◆ Task description: Copy the listing below with every "innermost" switched to "central" and everything else left as is.

◆ Dataset rows:
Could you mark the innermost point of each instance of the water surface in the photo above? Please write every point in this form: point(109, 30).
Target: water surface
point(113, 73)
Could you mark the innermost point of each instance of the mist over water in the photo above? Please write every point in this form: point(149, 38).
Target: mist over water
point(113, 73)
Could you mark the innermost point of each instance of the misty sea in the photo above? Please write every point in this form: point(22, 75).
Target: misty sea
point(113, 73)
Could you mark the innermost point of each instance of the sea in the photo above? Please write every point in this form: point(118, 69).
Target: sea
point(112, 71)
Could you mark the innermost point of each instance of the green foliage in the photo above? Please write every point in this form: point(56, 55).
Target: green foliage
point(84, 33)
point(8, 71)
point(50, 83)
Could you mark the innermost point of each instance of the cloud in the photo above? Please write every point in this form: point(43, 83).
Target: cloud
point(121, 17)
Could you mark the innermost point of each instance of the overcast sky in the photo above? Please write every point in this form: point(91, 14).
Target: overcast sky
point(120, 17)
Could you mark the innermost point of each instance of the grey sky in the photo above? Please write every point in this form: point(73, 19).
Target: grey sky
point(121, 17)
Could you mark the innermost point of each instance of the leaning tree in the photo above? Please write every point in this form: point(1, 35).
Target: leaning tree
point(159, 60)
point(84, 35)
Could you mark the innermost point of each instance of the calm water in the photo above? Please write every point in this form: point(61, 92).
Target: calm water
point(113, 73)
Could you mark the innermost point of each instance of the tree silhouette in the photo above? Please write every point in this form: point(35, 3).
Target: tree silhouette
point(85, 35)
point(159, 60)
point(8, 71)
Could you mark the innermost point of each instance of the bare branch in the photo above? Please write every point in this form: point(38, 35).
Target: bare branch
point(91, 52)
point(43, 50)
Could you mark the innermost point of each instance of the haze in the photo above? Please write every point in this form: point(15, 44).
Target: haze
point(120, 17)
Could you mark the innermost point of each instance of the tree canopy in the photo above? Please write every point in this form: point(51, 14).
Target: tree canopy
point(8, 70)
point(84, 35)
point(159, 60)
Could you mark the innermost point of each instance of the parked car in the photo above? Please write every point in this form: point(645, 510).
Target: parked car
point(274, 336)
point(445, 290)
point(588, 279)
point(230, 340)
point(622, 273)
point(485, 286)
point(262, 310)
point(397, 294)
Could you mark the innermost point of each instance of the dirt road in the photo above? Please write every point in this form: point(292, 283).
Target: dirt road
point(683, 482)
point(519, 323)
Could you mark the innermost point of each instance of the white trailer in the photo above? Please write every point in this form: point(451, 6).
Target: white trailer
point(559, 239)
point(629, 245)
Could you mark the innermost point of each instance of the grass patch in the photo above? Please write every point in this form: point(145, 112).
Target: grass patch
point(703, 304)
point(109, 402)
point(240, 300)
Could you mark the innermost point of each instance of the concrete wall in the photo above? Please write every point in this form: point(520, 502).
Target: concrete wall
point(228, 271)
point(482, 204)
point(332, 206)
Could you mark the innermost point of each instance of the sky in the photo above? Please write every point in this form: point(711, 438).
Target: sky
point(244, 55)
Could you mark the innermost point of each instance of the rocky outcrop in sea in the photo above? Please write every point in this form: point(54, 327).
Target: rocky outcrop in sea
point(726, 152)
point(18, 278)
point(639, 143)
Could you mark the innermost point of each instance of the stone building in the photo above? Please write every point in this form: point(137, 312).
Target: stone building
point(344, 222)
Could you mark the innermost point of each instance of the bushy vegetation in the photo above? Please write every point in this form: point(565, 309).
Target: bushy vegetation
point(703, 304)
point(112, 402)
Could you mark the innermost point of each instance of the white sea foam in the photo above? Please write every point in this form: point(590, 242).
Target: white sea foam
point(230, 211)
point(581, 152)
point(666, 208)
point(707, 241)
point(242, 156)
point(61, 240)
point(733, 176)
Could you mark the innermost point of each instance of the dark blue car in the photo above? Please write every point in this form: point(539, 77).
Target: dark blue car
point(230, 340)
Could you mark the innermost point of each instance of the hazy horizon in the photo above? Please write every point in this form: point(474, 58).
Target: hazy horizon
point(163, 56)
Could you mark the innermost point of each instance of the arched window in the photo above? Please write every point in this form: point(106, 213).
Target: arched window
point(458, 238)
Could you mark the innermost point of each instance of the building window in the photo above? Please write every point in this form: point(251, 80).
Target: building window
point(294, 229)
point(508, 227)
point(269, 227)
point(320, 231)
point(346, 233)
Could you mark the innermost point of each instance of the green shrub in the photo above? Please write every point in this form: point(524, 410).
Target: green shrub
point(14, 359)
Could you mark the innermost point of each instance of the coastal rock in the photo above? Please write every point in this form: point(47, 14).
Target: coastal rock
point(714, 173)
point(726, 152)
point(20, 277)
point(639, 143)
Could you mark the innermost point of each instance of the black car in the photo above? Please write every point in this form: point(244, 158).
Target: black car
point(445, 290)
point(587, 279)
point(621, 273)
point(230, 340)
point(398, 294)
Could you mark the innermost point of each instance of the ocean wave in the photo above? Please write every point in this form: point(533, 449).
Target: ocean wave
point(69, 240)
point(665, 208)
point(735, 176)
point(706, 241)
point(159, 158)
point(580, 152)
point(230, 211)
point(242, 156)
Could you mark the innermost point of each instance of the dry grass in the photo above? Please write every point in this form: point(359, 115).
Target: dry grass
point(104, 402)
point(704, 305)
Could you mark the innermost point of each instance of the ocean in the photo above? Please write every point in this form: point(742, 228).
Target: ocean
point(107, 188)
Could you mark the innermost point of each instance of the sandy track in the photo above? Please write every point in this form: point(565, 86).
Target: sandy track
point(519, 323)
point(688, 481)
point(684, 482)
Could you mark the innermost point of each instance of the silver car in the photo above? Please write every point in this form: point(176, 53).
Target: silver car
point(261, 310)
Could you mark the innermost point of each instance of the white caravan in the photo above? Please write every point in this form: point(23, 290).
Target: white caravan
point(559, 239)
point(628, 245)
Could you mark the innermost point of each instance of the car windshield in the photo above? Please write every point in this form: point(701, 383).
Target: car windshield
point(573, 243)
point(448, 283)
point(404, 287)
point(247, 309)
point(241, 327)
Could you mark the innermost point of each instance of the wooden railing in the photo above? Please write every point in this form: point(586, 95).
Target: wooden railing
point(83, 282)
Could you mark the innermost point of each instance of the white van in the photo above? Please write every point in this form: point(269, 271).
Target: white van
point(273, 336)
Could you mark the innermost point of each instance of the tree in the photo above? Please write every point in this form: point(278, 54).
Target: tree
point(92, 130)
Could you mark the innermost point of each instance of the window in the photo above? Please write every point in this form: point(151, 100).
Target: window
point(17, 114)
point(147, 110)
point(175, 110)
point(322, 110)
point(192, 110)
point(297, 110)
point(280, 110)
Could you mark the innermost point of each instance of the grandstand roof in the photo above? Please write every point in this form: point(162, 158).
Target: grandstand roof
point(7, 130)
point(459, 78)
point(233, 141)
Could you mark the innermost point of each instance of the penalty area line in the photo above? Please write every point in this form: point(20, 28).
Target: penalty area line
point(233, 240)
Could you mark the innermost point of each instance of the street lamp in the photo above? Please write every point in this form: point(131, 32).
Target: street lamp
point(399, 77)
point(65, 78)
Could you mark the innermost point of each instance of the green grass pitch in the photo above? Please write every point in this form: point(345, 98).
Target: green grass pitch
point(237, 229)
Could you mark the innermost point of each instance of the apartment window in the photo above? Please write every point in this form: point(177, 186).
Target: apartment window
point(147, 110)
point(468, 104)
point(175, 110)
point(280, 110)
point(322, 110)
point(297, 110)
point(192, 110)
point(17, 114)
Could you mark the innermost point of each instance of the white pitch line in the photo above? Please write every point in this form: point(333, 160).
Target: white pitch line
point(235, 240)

◆ Solution:
Could you mark the central point of each instance of the water surface in the photo above? Please write every point in this form: point(109, 30).
Target: water surface
point(113, 73)
Could you mark the central point of each instance of the mist over water in the photo above? Please write every point in this form: point(149, 38).
Target: mist over water
point(113, 73)
Could you mark the central point of each instance of the misty sea in the photo above? Please write every point in this form: point(22, 75).
Target: misty sea
point(113, 73)
Could you mark the central point of each instance of the sea in the photo above? Please write every point in this form: point(118, 69).
Target: sea
point(112, 71)
Could you mark the central point of each instance of the green foliage in the photo above? Please write every point in this form: point(56, 55).
Target: green foliage
point(84, 33)
point(8, 71)
point(50, 83)
Could you mark the central point of each instance of the cloud in the photo above? Please write every point in this form: point(43, 83).
Target: cloud
point(121, 17)
Could you mark the central point of each instance of the overcast sky in the photo above? Please write every point in this form: point(91, 14).
Target: overcast sky
point(120, 17)
Could you mark the central point of each instance of the grey sky in the photo above? Please write every point in this form: point(73, 19).
Target: grey sky
point(121, 17)
Could you mark the central point of each instance of the leaning tree in the photo above? Please write every point in this form: point(1, 35).
Target: leaning tree
point(159, 60)
point(84, 35)
Could you mark the central point of each instance of the calm water in the photo above? Please write every point in this form: point(61, 92).
Target: calm water
point(113, 73)
Could you mark the central point of each instance of the tree silhouette in the photo above? Please write every point in this form: point(35, 3).
Target: tree silhouette
point(85, 35)
point(159, 60)
point(8, 71)
Could you mark the central point of each instance of the bare branch in the photo above? Please write every point in this form: point(38, 35).
Target: bare branch
point(91, 52)
point(43, 50)
Could you mark the central point of each instance of the haze in the photo above? Please write every point in this form: point(15, 44).
Target: haze
point(120, 17)
Could you mark the central point of each instance of the tree canopy in the photo above? Please write every point in this form: point(51, 14).
Target: tree canopy
point(8, 70)
point(84, 35)
point(159, 60)
Could you mark the central point of each instance of the parked car in the photo above? Please write every point in this form: point(645, 510).
Target: parked car
point(274, 336)
point(445, 290)
point(588, 279)
point(230, 340)
point(622, 273)
point(485, 286)
point(262, 310)
point(397, 294)
Could you mark the central point of each instance of the dirt road in the photo above? Please write every point in this form: point(292, 283).
Target: dirt road
point(683, 482)
point(519, 323)
Could you mark the central point of each instance of the white trailer in the photo above? Please write every point in this form: point(451, 6).
Target: white trailer
point(559, 239)
point(629, 245)
Could you mark the central point of each instance of the grass patch in the photo above? Please write every point in this form: point(145, 112).
Target: grass patch
point(703, 304)
point(109, 402)
point(240, 300)
Could you mark the central point of each instance of the concrete wall in the photo above? Please write every point in this form: point(520, 502).
Target: concrete wall
point(228, 271)
point(482, 204)
point(332, 206)
Could you mark the central point of each instance of the sky in the photo above? Please write every point in this form: point(711, 438).
Target: sky
point(244, 55)
Could you mark the central point of each instance of the rocky outcrop in sea in the photo above? Please write every point in this form: point(54, 327).
Target: rocky outcrop in sea
point(726, 152)
point(18, 278)
point(639, 143)
Could you mark the central point of each instance of the stone building in the photo above? Please write every point in this form: point(137, 312).
Target: stone building
point(344, 222)
Could you mark the central point of each instance of the bushy vegetation in the photo above? Please write every point in this form: point(565, 309).
Target: bushy vegetation
point(703, 304)
point(112, 402)
Could you mark the central point of each instance of the white sea foam in the photo above? Please write every point in this form: point(590, 242).
Target: white sea foam
point(230, 211)
point(581, 152)
point(666, 208)
point(707, 241)
point(242, 156)
point(61, 240)
point(733, 176)
Could you mark the central point of each instance of the dark blue car in the photo above? Please write every point in this form: point(539, 77).
Target: dark blue car
point(230, 340)
Could you mark the central point of each instance of the hazy horizon in the photo above? Please write every point in this form: point(474, 58).
Target: hazy horizon
point(163, 56)
Could you mark the central point of each instance of the arched window in the photo above? Please write every point in this form: point(106, 213).
Target: arched window
point(458, 238)
Could you mark the central point of each instance of the building window in the photo above? Please write every point in this form: point(251, 80).
Target: building window
point(294, 229)
point(508, 227)
point(269, 227)
point(320, 231)
point(346, 233)
Could you mark the central point of each instance of the green shrub in the photo above? Please write every point in this form: point(524, 410).
Target: green shrub
point(14, 359)
Could you mark the central point of each instance of the coastal rock in the photo above? Please write every point in this form: point(47, 14).
Target: coastal rock
point(714, 173)
point(726, 152)
point(20, 277)
point(639, 143)
Could you mark the central point of each instance of the black car in the photo above? Please write every point in this form: point(244, 158).
Target: black car
point(445, 290)
point(587, 279)
point(621, 273)
point(230, 340)
point(398, 294)
Could you mark the central point of each instance of the ocean wave in the photo above? Please write every point in this form: point(533, 449).
Target: ocean wave
point(69, 240)
point(665, 208)
point(735, 176)
point(706, 241)
point(159, 158)
point(580, 152)
point(230, 211)
point(242, 156)
Could you mark the central point of each instance of the dry grass in the photo above? Please write every point in this form: point(359, 115).
Target: dry grass
point(104, 402)
point(704, 305)
Could you mark the central point of each instance of the ocean in the photo above? Please write every point in this form: point(742, 228).
Target: ocean
point(107, 188)
Could you mark the central point of each instance of the sandy track in the photo above? Please write every point in this form: point(565, 86).
Target: sandy track
point(519, 323)
point(688, 481)
point(684, 482)
Could you mark the central point of each instance of the silver car in the photo above? Please write every point in this form: point(176, 53).
Target: silver car
point(261, 310)
Could you mark the central point of each instance of the white caravan in the photo above? Please write every point in this form: point(23, 290).
Target: white caravan
point(559, 239)
point(628, 245)
Could you mark the central point of each instance of the car windshield in the photo above? Please write every point in this form: point(701, 383).
Target: car windshield
point(573, 243)
point(448, 283)
point(404, 287)
point(247, 309)
point(241, 327)
Could you mark the central point of each instance of the wooden railing in the photo above? Please write every point in this form: point(586, 95).
Target: wooden railing
point(83, 282)
Could you mark the central point of each instance of the white van in the photo above? Please write every point in this form: point(269, 271).
Target: white van
point(273, 336)
Could you mark the central point of each instance of the tree in the photo above? Please write every point in this form: point(278, 54).
Target: tree
point(92, 130)
Could you mark the central point of each instance of the window in the photo above? Please write every point in this form: point(151, 100).
Target: window
point(17, 114)
point(147, 110)
point(175, 110)
point(322, 110)
point(192, 110)
point(297, 110)
point(280, 110)
Could you mark the central point of each instance of the grandstand roof in the photo above? Please write every point in this form: point(162, 158).
Target: grandstand roof
point(7, 130)
point(459, 78)
point(233, 141)
Could you mark the central point of each instance of the penalty area line in the photo above? Please write every point in this form: point(20, 28).
Target: penalty area line
point(233, 240)
Could you mark the central point of each instance of the street lamp in the photo above? Please write every point in this form: point(131, 32).
Target: street lamp
point(399, 77)
point(65, 78)
Could you mark the central point of each instance of the green grass pitch in the photo above? Please write every point in this form: point(345, 98).
Target: green grass pitch
point(237, 229)
Could you mark the central point of each instance of the apartment window in the photo above? Please write every point in this form: point(177, 186).
Target: apartment window
point(147, 110)
point(468, 104)
point(175, 110)
point(280, 110)
point(322, 110)
point(297, 110)
point(192, 110)
point(17, 114)
Could you mark the central point of each instance of the white pitch line in the photo above? Please write every point in this form: point(333, 160).
Target: white pitch line
point(235, 240)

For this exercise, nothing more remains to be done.